» Exercise directions: Each line below must be reproduced exactly.

BEGIN Exercise data

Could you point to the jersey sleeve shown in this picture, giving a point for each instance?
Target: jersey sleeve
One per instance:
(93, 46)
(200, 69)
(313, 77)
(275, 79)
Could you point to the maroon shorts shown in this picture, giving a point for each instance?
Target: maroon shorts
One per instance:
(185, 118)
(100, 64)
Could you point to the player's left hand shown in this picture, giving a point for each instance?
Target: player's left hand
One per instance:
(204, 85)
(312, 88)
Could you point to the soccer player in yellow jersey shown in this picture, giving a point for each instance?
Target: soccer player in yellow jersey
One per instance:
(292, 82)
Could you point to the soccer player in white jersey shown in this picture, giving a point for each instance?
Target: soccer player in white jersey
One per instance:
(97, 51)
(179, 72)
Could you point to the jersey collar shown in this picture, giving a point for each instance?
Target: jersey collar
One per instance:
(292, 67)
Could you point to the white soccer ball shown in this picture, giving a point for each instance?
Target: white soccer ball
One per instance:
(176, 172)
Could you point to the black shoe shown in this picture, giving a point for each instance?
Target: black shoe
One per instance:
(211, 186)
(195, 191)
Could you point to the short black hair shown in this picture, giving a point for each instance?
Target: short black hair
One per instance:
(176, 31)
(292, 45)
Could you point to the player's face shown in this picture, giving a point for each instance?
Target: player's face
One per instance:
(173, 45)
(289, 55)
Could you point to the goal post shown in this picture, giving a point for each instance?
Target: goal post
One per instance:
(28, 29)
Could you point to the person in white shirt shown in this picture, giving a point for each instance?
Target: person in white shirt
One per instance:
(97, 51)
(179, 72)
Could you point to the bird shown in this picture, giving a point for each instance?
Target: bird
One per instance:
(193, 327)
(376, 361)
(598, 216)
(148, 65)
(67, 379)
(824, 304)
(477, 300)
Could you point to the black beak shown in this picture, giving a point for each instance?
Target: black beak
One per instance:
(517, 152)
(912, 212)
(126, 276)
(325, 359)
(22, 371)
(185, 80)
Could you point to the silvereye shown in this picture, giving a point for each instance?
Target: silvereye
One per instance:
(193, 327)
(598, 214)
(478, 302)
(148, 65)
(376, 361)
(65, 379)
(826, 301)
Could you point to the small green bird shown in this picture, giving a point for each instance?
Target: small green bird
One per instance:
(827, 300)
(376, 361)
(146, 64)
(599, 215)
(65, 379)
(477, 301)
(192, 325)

END Exercise data

» Response to this task:
Could you point to the jersey sleeve shown in this picture, giving a point for each instance?
Target: jersey sleeve
One per instance:
(93, 46)
(200, 69)
(313, 77)
(275, 79)
Could you point to the maroon shorts shown in this picture, giving a point for each instance?
Target: maroon shorts
One per instance:
(185, 118)
(100, 64)
Could you point to the player's left hand shown in this picture, giving a point for each instance?
Target: player's left hand
One per instance:
(204, 85)
(312, 88)
Could you point to the soccer player in yellow jersey shown in this picture, giving a point for each instance?
Target: soccer player in yellow jersey
One per instance:
(292, 82)
Could you point to the soccer player in white jersey shown in this picture, giving a point for each instance?
Target: soccer player in white jersey
One per instance:
(97, 51)
(179, 72)
Could you point to the jersey collar shown in this picture, giving a point for each instance?
Target: jersey collar
One per instance:
(292, 67)
Could you point to the white soccer ball shown in this picture, giving a point for each instance?
Target: white soccer ball
One per instance:
(176, 172)
Could you point to the black shoe shown in this picture, giving a point for each instance?
Target: black shoe
One per instance:
(211, 186)
(195, 191)
Could you point to the short black hair shown in this picture, giving a point for each instance?
Target: short black hair
One per instance:
(176, 31)
(292, 45)
Could you point to the player's face shown in this picture, giving a point for each instance?
Target: player's face
One per instance:
(173, 45)
(289, 55)
Could you point to the goal post shown in this picture, giving a point for each instance?
Target: goal post
One per instance:
(28, 29)
Could you point to the person in white shirt shown in this picture, giving a point for each instance?
Target: person in white shirt
One per instance:
(97, 51)
(179, 72)
Could you point to the bird shown in this picture, giving a point for each instance?
Target: bird
One per instance:
(193, 327)
(376, 361)
(598, 216)
(148, 65)
(67, 379)
(824, 304)
(477, 300)
Could you point to the black beak shown in this picture, giving a point for each instance?
Target: black beak
One per instance:
(517, 152)
(912, 212)
(126, 276)
(325, 359)
(22, 371)
(185, 80)
Could you point to the silvereye shown in this picture, giving a point for each instance?
Target: silvereye
One per instance:
(193, 327)
(598, 214)
(478, 302)
(148, 65)
(376, 361)
(65, 379)
(826, 301)
Could you point to the small green bird shown in this picture, giving a point for each instance?
Target: small green bird
One per instance:
(827, 300)
(376, 361)
(146, 64)
(599, 215)
(65, 379)
(477, 301)
(192, 325)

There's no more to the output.